Kannst du den Abschnitt, der mit der Zeile beginnt, die „query (the noun phrase to segment): blurred background“ enthält, und mit dem Ende der Zeilen schließt, Zeichen für Zeichen ausgeben, beide Grenzen eingeschlossen?

>>>

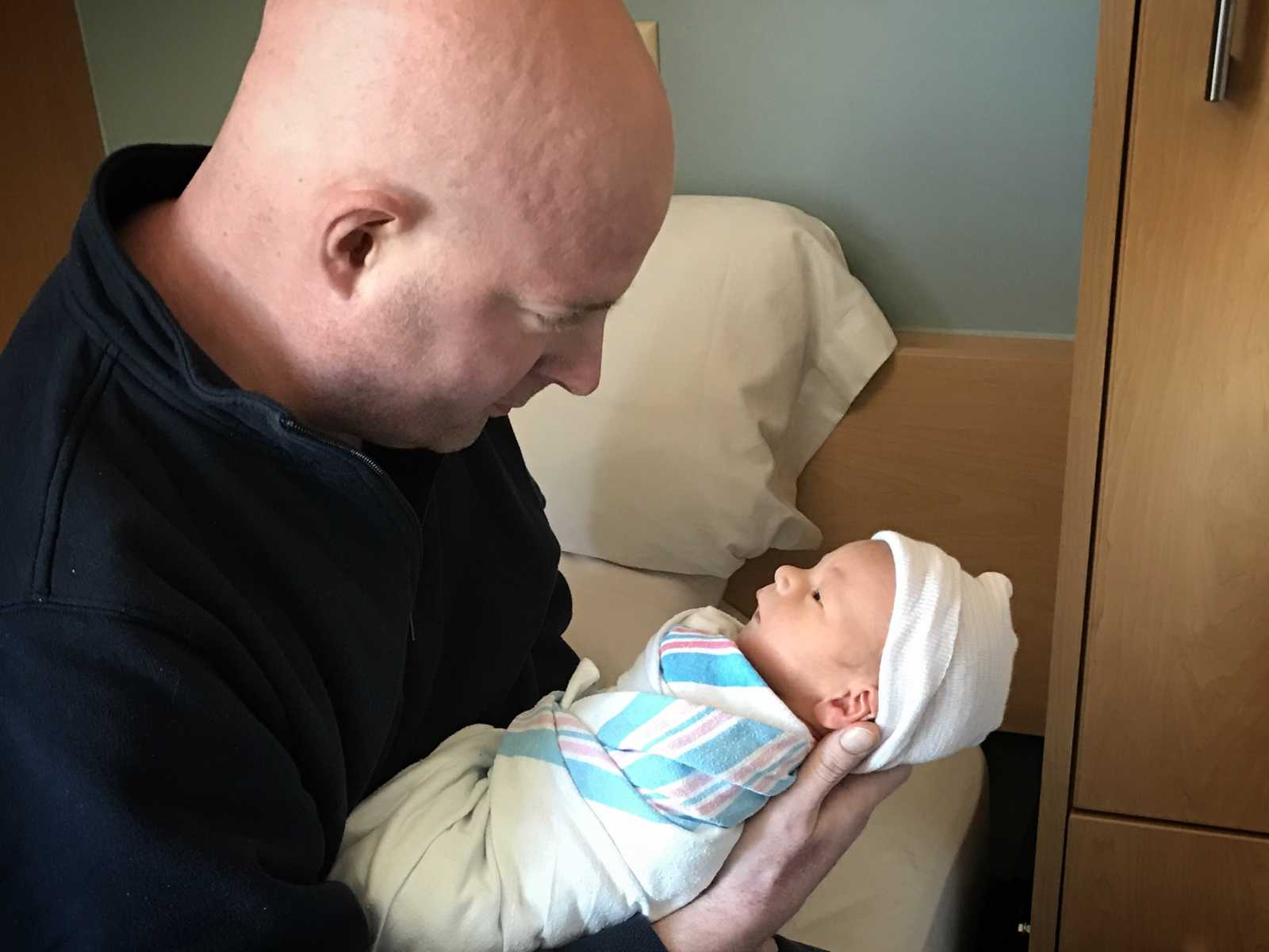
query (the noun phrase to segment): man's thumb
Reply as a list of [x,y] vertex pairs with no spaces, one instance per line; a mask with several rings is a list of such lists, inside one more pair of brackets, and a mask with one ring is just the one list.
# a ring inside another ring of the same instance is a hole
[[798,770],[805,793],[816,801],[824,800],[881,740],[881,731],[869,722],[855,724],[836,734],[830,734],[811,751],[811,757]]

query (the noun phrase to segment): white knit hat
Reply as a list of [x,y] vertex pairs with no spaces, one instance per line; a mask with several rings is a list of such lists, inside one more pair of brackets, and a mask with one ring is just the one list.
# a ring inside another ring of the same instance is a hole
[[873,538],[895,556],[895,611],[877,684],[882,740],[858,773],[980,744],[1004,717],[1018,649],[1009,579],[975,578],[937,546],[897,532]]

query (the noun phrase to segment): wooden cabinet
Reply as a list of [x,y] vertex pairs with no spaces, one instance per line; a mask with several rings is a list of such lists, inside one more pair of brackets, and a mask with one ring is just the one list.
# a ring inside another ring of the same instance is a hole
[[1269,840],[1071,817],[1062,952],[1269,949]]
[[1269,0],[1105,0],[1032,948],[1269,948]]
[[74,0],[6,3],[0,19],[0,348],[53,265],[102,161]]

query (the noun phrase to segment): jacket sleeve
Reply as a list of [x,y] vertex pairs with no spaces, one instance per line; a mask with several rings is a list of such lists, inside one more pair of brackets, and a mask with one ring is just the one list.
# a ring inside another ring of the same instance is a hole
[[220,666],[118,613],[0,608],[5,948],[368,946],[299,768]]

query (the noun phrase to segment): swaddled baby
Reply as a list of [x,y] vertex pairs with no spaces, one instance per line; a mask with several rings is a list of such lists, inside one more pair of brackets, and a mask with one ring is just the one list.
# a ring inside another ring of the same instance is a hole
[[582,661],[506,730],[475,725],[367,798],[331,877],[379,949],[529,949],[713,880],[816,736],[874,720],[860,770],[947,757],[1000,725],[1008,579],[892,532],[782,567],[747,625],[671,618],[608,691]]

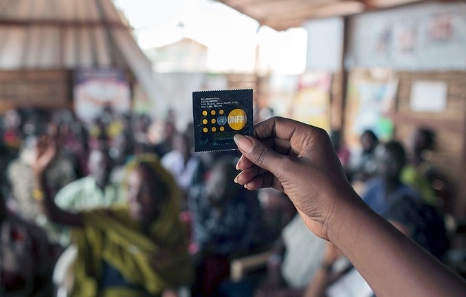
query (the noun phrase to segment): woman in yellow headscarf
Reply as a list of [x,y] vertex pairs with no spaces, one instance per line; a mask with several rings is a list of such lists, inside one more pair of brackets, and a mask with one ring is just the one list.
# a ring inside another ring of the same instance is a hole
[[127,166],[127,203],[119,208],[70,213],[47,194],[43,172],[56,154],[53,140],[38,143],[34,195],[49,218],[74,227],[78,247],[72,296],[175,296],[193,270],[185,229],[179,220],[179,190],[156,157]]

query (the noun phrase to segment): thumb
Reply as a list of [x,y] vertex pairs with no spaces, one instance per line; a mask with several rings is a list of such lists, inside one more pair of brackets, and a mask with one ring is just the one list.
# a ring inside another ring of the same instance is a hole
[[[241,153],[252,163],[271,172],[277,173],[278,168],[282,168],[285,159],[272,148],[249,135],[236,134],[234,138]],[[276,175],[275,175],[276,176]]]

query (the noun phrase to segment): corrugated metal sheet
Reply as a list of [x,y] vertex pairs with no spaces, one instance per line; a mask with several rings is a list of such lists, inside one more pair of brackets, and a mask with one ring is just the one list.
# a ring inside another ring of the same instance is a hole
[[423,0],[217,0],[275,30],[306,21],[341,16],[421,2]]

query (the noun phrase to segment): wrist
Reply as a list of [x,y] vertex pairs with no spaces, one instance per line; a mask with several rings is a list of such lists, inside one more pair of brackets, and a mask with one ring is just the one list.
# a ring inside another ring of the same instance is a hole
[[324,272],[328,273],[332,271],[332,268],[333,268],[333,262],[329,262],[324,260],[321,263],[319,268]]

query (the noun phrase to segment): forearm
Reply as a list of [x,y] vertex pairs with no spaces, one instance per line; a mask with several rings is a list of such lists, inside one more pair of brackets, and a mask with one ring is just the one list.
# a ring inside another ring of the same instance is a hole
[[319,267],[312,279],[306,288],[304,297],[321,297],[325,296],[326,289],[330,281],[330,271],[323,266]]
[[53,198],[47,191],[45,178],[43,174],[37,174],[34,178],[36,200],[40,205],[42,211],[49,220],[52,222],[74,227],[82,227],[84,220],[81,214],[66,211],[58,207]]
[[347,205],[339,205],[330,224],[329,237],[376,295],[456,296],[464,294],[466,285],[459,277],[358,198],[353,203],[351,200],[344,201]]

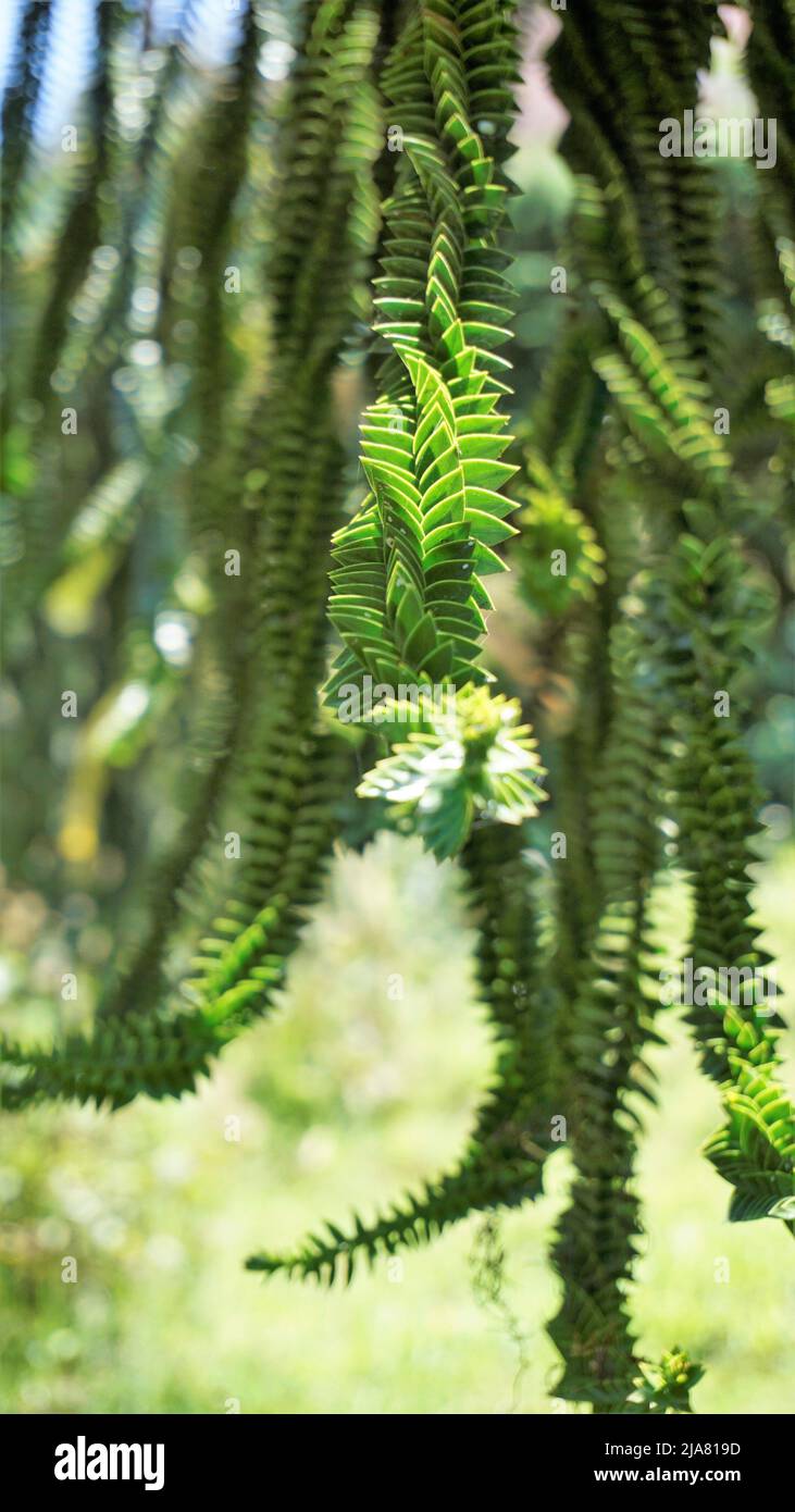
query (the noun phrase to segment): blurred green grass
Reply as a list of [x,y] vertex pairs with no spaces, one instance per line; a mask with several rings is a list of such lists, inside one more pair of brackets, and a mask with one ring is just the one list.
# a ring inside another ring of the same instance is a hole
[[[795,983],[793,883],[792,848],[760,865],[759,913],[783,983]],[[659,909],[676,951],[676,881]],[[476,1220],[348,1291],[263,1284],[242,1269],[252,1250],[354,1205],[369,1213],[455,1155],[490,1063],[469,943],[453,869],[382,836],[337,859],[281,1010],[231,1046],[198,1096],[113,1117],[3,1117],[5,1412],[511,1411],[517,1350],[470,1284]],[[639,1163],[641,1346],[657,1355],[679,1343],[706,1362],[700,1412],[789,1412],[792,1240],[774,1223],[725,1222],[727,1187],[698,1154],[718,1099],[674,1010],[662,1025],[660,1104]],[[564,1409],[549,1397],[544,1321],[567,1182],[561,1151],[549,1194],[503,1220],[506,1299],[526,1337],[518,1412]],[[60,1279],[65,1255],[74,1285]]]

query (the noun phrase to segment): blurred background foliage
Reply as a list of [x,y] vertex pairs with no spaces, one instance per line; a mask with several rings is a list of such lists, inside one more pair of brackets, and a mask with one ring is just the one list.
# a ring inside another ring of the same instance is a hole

<<<

Schriftliche Antwort:
query (the noun phrase to segment): blurred background foliage
Reply as a list of [x,y] vertex pairs with no spaces, one instance per line; a mask with several rings is a list of such lists, inside one more pair of brackets, and a mask with one ring is just the one list.
# a ring inside another ring of the same instance is a hole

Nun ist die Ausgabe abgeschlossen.